[Point labeling examples]

◆ ◆ ◆

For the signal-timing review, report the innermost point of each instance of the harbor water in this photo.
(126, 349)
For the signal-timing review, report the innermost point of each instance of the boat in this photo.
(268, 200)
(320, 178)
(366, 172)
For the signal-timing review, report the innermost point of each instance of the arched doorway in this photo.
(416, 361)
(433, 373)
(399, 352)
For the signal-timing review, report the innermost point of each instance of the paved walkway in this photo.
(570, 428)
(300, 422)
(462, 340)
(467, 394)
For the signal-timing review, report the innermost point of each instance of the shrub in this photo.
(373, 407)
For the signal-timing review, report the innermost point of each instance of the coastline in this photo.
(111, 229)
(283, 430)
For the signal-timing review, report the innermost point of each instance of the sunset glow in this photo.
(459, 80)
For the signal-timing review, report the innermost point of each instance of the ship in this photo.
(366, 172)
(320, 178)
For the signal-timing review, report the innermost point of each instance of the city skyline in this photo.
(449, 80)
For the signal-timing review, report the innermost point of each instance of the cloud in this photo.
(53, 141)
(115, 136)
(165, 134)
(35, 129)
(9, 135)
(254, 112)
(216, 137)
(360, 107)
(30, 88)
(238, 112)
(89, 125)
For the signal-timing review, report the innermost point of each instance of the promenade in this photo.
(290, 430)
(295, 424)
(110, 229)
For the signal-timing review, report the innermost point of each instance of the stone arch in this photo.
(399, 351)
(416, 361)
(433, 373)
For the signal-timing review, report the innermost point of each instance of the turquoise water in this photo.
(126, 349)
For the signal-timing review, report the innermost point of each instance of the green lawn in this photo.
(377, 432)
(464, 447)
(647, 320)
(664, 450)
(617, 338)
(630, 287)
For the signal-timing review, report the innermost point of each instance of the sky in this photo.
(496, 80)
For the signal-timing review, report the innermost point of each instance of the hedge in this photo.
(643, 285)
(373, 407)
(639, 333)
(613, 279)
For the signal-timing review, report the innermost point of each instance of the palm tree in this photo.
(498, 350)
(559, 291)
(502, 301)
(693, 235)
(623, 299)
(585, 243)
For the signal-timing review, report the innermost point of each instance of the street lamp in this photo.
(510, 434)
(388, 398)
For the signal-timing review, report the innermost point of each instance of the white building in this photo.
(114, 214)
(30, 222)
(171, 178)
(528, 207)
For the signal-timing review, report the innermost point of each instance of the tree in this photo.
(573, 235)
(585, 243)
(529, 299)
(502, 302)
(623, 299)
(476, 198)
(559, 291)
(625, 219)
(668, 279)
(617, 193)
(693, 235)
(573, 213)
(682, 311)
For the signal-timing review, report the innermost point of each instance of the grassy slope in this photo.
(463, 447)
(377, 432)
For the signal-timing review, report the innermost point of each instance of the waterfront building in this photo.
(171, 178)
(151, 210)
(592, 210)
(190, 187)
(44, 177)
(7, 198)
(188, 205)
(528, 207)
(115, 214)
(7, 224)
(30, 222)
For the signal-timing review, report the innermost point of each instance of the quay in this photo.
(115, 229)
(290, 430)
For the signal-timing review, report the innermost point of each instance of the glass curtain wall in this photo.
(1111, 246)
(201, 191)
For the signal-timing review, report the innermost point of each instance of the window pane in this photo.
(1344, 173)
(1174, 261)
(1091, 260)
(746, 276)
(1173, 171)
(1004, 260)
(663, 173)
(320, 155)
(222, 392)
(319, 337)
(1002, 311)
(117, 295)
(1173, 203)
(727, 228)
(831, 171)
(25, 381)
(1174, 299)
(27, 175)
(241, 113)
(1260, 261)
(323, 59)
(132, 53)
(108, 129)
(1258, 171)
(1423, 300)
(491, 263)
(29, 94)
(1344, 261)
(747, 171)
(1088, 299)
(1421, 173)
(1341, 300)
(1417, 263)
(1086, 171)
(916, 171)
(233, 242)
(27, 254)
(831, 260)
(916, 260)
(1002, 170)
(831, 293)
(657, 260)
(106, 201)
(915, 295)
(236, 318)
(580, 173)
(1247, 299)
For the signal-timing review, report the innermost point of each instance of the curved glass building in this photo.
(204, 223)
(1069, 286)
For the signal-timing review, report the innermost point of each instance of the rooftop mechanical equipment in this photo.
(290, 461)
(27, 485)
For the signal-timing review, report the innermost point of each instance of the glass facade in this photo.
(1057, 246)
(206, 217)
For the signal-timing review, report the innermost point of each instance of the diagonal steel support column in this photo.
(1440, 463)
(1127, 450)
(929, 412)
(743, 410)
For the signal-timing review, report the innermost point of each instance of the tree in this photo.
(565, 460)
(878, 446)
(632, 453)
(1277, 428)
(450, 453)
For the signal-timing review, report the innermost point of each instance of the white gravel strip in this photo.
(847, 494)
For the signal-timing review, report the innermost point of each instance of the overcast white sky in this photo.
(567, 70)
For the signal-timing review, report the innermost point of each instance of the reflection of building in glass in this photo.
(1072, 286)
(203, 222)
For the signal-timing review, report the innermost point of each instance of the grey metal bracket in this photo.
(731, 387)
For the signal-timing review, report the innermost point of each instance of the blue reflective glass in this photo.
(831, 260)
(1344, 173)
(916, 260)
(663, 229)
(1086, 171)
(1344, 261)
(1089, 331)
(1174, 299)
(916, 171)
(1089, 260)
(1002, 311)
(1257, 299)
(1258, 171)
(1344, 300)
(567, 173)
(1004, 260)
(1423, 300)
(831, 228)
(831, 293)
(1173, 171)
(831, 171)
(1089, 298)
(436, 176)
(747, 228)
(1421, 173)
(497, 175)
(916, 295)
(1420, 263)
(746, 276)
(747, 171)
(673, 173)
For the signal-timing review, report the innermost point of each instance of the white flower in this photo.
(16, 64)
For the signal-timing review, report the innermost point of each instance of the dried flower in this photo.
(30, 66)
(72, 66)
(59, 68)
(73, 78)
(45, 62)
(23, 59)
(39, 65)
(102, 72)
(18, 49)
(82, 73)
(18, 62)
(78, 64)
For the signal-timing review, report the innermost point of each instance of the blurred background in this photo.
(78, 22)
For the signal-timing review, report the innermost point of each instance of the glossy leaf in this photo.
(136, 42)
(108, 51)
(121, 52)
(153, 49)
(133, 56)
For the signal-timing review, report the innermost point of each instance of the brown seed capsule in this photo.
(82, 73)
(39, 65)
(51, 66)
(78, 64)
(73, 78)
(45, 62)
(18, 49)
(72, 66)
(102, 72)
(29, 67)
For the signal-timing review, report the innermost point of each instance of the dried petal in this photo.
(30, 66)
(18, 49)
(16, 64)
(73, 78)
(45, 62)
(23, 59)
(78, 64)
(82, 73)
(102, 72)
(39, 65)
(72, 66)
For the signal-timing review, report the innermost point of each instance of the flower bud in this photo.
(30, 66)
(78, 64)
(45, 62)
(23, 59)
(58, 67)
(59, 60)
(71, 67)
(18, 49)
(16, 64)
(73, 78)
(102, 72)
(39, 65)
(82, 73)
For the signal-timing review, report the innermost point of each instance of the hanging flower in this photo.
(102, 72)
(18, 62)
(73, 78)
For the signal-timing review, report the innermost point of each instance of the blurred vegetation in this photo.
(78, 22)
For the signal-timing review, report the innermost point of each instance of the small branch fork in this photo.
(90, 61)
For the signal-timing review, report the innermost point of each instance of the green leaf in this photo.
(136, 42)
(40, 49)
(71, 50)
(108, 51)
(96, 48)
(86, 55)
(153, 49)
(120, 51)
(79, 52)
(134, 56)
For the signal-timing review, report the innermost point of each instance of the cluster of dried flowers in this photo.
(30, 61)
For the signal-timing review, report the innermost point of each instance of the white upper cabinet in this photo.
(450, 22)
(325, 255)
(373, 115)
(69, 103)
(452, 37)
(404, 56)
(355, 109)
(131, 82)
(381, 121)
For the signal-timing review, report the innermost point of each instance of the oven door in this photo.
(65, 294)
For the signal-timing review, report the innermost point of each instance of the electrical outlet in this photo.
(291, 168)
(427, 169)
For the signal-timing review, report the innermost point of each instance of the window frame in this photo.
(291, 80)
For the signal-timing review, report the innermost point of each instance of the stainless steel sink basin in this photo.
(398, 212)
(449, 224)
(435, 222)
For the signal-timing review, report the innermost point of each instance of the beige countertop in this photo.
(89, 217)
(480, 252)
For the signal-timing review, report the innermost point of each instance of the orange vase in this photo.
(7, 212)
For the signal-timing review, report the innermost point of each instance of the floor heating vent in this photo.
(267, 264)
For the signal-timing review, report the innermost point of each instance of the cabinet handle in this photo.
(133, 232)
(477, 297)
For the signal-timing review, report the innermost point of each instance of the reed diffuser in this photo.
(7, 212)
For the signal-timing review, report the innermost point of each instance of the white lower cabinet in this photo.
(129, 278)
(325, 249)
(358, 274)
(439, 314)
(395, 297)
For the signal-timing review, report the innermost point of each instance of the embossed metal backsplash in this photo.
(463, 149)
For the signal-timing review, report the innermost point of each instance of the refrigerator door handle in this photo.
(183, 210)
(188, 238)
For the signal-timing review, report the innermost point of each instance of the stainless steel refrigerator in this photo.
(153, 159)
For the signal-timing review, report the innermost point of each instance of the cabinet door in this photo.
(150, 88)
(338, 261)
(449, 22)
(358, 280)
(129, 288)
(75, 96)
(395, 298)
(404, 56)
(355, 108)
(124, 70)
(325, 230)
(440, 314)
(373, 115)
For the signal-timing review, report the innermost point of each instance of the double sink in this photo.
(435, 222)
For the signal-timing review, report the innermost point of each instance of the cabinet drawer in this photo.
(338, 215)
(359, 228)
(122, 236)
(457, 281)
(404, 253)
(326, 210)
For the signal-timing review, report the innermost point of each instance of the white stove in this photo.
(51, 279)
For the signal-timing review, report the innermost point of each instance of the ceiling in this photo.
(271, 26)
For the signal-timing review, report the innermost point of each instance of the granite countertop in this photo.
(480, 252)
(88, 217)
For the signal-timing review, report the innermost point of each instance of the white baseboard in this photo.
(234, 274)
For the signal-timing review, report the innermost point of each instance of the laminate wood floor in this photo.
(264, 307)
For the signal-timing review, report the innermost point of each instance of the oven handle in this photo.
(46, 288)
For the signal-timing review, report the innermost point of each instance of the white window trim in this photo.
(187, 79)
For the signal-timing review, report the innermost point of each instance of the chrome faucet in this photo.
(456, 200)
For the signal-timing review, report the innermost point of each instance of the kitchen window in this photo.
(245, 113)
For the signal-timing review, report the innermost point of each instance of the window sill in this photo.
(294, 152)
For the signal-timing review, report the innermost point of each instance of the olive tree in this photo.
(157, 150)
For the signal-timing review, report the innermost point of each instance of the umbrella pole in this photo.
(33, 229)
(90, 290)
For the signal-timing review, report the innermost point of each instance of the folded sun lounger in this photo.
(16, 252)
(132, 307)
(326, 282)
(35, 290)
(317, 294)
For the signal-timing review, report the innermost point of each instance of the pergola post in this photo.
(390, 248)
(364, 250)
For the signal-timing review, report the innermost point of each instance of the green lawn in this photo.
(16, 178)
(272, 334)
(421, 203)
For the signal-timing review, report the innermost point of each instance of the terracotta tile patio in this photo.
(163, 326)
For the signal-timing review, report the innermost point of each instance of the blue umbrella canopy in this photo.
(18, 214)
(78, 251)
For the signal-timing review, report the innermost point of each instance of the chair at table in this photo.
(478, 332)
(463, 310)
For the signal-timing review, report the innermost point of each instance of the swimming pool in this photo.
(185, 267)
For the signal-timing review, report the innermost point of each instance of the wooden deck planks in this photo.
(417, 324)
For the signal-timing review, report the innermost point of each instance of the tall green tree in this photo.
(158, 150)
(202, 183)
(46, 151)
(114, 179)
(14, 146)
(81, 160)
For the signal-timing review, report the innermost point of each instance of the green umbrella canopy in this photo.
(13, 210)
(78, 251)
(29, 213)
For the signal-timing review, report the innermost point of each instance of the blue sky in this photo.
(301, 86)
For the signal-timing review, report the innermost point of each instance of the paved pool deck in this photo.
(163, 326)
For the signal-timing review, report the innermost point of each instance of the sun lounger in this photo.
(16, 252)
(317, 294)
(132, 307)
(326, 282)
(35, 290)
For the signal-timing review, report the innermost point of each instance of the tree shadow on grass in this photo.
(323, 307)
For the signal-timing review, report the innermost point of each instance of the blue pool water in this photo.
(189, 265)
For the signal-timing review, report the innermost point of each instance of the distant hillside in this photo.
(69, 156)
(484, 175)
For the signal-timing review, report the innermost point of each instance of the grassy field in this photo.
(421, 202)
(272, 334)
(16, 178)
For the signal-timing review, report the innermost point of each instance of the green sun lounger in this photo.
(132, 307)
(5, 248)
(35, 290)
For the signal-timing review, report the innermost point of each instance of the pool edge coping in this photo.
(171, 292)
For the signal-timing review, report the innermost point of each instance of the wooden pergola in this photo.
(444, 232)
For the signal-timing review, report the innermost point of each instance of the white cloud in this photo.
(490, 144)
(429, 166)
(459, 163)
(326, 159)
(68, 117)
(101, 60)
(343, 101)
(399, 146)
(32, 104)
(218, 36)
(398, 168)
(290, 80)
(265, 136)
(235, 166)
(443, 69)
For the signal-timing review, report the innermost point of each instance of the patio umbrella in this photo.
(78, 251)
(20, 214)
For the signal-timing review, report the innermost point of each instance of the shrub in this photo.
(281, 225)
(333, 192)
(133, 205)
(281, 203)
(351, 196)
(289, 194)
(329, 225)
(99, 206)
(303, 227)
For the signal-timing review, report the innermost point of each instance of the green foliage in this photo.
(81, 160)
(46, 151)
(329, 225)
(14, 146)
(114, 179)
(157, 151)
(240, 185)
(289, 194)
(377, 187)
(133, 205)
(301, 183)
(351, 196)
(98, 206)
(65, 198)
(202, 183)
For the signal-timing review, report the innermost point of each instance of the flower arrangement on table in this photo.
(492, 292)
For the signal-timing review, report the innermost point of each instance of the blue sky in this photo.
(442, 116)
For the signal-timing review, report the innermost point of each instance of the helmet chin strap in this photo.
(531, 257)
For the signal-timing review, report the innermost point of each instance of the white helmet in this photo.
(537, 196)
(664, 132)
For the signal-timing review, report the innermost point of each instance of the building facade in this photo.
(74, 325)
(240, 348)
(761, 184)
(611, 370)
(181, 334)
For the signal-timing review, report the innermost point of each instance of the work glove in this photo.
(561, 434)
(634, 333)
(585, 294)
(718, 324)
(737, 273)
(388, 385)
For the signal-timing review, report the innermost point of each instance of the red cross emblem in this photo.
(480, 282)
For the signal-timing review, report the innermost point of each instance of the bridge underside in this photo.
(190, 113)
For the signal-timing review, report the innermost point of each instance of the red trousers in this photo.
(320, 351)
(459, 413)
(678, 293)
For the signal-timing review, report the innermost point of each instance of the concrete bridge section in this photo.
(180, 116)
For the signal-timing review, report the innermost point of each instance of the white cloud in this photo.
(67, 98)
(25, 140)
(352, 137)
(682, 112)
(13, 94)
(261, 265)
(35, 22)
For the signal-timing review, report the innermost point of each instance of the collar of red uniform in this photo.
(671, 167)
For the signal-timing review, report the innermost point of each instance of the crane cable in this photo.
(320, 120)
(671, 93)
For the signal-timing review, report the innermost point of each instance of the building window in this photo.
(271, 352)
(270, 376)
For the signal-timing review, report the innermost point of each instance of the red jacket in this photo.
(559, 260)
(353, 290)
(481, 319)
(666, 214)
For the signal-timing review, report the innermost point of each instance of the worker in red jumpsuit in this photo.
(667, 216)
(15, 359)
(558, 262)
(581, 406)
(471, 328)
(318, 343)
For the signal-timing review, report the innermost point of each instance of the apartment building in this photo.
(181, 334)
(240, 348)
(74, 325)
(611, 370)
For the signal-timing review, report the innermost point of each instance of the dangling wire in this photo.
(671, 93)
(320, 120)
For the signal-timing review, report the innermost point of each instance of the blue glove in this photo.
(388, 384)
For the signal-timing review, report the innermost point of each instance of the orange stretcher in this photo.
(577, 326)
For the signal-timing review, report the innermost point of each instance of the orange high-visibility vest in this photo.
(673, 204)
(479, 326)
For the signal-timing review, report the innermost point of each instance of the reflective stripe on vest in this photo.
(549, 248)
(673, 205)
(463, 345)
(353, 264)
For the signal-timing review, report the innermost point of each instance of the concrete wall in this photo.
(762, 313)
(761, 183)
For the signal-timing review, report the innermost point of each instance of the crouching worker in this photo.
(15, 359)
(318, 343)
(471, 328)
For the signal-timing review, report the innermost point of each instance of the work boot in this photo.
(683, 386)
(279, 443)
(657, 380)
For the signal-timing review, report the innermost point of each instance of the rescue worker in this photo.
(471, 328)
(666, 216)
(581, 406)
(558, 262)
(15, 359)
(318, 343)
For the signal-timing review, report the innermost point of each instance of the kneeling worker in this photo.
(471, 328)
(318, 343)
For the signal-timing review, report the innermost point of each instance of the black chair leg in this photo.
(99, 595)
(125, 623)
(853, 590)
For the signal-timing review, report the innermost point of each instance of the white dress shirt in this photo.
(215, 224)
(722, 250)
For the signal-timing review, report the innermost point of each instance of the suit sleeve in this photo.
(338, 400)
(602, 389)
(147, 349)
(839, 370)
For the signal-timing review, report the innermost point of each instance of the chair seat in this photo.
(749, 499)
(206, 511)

◆ ◆ ◆

Task directions:
The required output is the span of lines from the one containing "kneeling worker in this photo." to the last line, reproduced character for character.

Exercise result:
For the signal-timing review, report the innermost point of each instance of the kneeling worker in this photo.
(471, 328)
(318, 343)
For the signal-timing review, report the innermost point of each instance of the black chair leg in this photo.
(99, 595)
(125, 623)
(853, 590)
For the signal-timing review, report the innermost point of each instance of the white dress shirt in this photo.
(215, 224)
(722, 250)
For the signal-timing review, report the innermost point of each instance of the suit sleeve in this photo.
(338, 400)
(602, 389)
(147, 349)
(839, 370)
For the signal-timing review, report the innermost point of each instance of the chair seat in this photo.
(749, 499)
(206, 511)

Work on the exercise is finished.